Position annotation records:
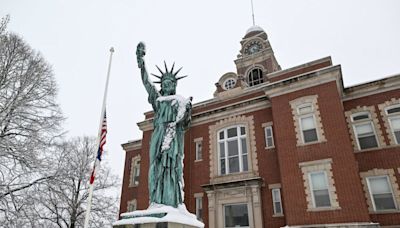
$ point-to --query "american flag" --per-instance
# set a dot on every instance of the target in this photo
(102, 142)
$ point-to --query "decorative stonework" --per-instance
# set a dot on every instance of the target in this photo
(375, 122)
(296, 116)
(252, 67)
(382, 108)
(248, 122)
(379, 172)
(131, 176)
(272, 186)
(319, 165)
(340, 225)
(249, 195)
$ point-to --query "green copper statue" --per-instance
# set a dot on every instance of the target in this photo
(172, 116)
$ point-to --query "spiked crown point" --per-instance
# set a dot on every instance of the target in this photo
(168, 74)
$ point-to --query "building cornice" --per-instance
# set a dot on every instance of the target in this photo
(238, 108)
(306, 80)
(373, 87)
(256, 181)
(312, 63)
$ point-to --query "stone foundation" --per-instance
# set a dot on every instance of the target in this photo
(338, 225)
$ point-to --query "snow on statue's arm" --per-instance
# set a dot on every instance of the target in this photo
(148, 84)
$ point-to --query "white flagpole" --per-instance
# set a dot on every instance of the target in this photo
(103, 109)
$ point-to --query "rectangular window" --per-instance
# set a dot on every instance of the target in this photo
(199, 208)
(381, 193)
(132, 205)
(269, 138)
(232, 146)
(365, 135)
(276, 200)
(236, 216)
(199, 150)
(319, 189)
(136, 173)
(395, 125)
(308, 129)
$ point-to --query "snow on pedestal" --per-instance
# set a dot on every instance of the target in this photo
(178, 215)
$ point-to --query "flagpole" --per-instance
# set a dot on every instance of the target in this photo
(103, 109)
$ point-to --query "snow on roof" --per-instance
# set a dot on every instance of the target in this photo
(253, 29)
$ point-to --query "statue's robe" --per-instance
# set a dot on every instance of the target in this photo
(166, 166)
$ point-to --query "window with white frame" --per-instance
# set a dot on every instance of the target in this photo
(229, 83)
(393, 114)
(319, 189)
(364, 130)
(276, 200)
(132, 205)
(269, 137)
(136, 172)
(307, 123)
(236, 215)
(381, 193)
(199, 208)
(232, 150)
(255, 77)
(199, 150)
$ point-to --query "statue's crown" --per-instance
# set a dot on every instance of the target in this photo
(168, 74)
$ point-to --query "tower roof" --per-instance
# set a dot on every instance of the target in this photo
(253, 30)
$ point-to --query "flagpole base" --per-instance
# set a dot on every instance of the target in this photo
(159, 216)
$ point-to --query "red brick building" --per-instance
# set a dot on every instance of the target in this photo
(289, 147)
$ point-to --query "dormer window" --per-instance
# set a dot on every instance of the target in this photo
(393, 114)
(229, 83)
(364, 130)
(255, 77)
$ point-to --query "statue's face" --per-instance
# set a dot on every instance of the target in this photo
(168, 87)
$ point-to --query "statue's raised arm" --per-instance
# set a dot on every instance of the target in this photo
(150, 88)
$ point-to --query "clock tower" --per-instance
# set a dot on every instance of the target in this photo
(256, 59)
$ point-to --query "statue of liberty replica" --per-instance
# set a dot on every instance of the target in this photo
(172, 117)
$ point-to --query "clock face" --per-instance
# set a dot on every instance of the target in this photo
(253, 47)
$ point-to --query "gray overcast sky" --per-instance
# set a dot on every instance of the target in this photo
(202, 36)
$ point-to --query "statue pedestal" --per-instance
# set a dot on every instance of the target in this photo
(159, 216)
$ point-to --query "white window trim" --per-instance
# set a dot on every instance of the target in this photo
(240, 152)
(274, 201)
(372, 197)
(248, 214)
(297, 104)
(360, 114)
(312, 189)
(305, 105)
(226, 80)
(363, 122)
(197, 152)
(390, 107)
(266, 137)
(390, 118)
(132, 171)
(131, 202)
(199, 198)
(315, 127)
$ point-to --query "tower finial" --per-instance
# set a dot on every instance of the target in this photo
(252, 13)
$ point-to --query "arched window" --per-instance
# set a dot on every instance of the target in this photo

Stated problem:
In your copy of the listing above, reproduce each line exactly and omit all pictures.

Response for this exercise:
$ point-to --query "american flag" --per-instance
# set a dot on every instance of the target in this photo
(102, 142)
$ point-to --query "decorative stonework" --per-instance
# set a dot on every instance of the target in this photo
(375, 122)
(296, 116)
(252, 67)
(382, 108)
(248, 122)
(379, 172)
(131, 176)
(272, 186)
(319, 165)
(340, 225)
(249, 195)
$ point-to --query "green copper statue" --per-instance
# set a dot on every instance of the target in this photo
(172, 116)
$ point-to --query "spiked crown point" --per-instance
# set a dot on every instance of the target in this photo
(168, 74)
$ point-to --query "building cornice" --per-instance
# set a dot on every instance of the target in this photo
(238, 108)
(306, 80)
(373, 87)
(256, 181)
(312, 63)
$ point-to --query "stone foundation" --per-instance
# set a dot on every instance of the target in this photo
(338, 225)
$ point-to --query "snow on statue's arm" --per-instance
# set a dot on every instance of the target in this photo
(148, 84)
$ point-to --query "white flagpole" --per-instance
# set a dot on every instance of the target in this photo
(103, 109)
$ point-to --query "rectangular window" --per-instance
# set a dot on every instance of the target in this photo
(199, 208)
(381, 193)
(132, 205)
(269, 138)
(232, 146)
(365, 135)
(276, 200)
(236, 216)
(199, 150)
(319, 189)
(136, 173)
(395, 125)
(308, 129)
$ point-to --query "snow on pedestal" --per-instance
# set a dot on every instance of the target in this photo
(178, 215)
$ point-to --query "flagpole" --per-instance
# set a dot on every instance of the target in this photo
(103, 109)
$ point-to --query "snow on roof" --per-instance
# set a dot on every instance of the target in this photo
(253, 29)
$ point-to --query "statue's robe" --per-instance
# set a dot on every instance of the target in this photo
(166, 166)
$ point-to --query "window with white frame" --per-instance
# set a dot on every instance of the target in this photo
(229, 83)
(393, 114)
(319, 189)
(364, 130)
(276, 200)
(132, 205)
(269, 137)
(136, 172)
(307, 123)
(236, 215)
(381, 193)
(199, 208)
(232, 150)
(255, 77)
(199, 150)
$ point-to --query "statue's crown" --per-instance
# set a dot on every instance of the target in this photo
(168, 74)
$ point-to --query "tower roof" --per-instance
# set a dot on every instance of the target in this photo
(253, 30)
$ point-to --query "flagpole base" --per-instance
# set a dot on every instance of the target in this photo
(159, 216)
$ point-to --query "red brick building" --per-instance
# set a dot on every instance of the target in this photo
(289, 147)
$ point-to --query "dormer window" --per-instance
# set a dot on every instance of the target in this photo
(393, 114)
(229, 83)
(364, 130)
(255, 77)
$ point-to --query "statue's face" --per-instance
# set a dot on every instance of the target in this photo
(168, 87)
$ point-to --query "statue's raised arm" --per-instance
# set a dot on every instance of the target in this photo
(150, 88)
$ point-to --query "clock tower" --per-instance
# set a dot on every instance of the target in this photo
(256, 59)
$ point-to --query "statue of liberty replica" --per-instance
# set a dot on every instance of the target in this photo
(172, 117)
$ point-to --query "clock face" --per-instance
# set a dot on every instance of the target in this photo
(253, 47)
$ point-to --query "gray overcast sky" --per-instance
# set a dot on every instance of the target in this photo
(202, 36)
$ point-to --query "statue pedestal" --per-instance
# set a dot on every instance of the target in this photo
(159, 216)
$ point-to --query "white window trim" --per-instance
# set a dot on every instance of the target in this photo
(240, 152)
(274, 201)
(372, 197)
(248, 214)
(297, 104)
(360, 114)
(312, 189)
(305, 105)
(226, 80)
(363, 122)
(197, 152)
(390, 107)
(266, 137)
(390, 118)
(132, 171)
(131, 202)
(199, 198)
(315, 127)
$ point-to --query "tower finial" --per-instance
# set a dot on every instance of the target in this photo
(252, 13)
$ point-to --query "arched window" --per-instance
# set a dot on every instance of the target in this photo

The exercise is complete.